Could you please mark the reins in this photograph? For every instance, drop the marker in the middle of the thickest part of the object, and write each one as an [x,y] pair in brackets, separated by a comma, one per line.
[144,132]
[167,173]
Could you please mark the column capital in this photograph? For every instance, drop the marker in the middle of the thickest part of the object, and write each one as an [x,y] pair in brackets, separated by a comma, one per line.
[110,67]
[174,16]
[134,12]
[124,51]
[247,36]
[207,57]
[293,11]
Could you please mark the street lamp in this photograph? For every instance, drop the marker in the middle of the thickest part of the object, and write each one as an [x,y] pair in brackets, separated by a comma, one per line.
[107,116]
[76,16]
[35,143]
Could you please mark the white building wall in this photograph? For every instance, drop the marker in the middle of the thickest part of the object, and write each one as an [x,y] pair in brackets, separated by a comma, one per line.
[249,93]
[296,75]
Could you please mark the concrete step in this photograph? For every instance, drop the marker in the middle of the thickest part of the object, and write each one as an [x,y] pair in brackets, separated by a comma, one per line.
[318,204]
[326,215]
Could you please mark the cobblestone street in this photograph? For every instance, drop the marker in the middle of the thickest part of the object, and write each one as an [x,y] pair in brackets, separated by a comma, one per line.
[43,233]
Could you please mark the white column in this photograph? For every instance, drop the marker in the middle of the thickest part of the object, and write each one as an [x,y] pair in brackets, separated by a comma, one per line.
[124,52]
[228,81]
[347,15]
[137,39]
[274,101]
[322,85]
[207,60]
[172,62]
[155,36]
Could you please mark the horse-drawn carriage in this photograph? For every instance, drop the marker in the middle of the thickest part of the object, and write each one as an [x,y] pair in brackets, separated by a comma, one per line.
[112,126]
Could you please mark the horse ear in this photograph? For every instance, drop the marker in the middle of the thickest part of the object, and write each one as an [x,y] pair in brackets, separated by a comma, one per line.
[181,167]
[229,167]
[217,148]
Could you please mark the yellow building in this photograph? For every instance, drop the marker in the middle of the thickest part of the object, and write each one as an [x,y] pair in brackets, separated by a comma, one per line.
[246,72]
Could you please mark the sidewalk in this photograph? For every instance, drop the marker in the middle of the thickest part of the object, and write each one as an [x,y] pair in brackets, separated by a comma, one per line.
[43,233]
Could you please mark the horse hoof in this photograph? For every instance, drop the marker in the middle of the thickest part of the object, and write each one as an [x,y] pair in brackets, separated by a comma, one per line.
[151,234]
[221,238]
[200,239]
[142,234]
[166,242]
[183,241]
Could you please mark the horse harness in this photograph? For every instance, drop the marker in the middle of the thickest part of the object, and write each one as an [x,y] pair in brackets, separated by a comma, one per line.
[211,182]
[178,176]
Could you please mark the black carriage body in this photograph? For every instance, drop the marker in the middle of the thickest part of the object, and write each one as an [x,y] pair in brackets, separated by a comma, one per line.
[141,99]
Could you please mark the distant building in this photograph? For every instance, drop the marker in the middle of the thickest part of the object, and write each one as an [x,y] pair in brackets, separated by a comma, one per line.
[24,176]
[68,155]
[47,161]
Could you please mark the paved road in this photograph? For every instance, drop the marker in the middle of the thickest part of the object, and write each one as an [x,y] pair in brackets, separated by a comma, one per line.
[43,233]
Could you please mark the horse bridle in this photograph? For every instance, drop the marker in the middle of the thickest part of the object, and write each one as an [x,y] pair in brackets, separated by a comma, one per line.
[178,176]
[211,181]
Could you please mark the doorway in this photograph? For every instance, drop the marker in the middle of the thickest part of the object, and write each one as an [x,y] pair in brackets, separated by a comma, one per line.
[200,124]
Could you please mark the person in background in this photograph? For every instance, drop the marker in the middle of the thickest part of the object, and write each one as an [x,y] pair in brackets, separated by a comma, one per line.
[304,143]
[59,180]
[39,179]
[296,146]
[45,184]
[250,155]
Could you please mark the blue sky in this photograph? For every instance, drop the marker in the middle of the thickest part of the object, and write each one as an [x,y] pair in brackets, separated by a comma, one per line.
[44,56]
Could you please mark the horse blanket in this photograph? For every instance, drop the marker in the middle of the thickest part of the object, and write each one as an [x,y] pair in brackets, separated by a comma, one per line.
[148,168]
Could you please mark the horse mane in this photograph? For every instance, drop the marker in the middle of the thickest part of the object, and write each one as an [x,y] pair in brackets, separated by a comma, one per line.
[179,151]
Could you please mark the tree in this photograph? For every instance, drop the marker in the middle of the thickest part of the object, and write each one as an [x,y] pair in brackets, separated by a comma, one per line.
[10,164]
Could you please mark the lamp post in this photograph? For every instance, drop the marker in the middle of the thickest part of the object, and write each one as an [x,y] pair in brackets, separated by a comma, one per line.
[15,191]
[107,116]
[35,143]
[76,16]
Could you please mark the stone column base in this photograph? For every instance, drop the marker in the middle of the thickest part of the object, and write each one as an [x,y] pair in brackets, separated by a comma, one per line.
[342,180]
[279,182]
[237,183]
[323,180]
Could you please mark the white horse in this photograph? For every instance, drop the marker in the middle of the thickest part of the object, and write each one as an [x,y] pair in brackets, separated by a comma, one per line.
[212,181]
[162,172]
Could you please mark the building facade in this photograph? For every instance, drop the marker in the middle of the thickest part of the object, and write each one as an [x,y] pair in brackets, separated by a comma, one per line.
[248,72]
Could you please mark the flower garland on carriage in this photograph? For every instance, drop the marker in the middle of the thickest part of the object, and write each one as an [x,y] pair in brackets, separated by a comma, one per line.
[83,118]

EXERCISE: Look above for the line that contains "Could you please mark the flower". That line and every line after it through the end of the data must be written out exactly, with nothing else.

EXERCISE RESULT:
Could you please mark the flower garland on carriage in this photograph? For every instance, drop the marker in the middle of the thickest part of the object, and write each one as an [x,y] pair in brackets, separated by a comma, one per line.
[83,118]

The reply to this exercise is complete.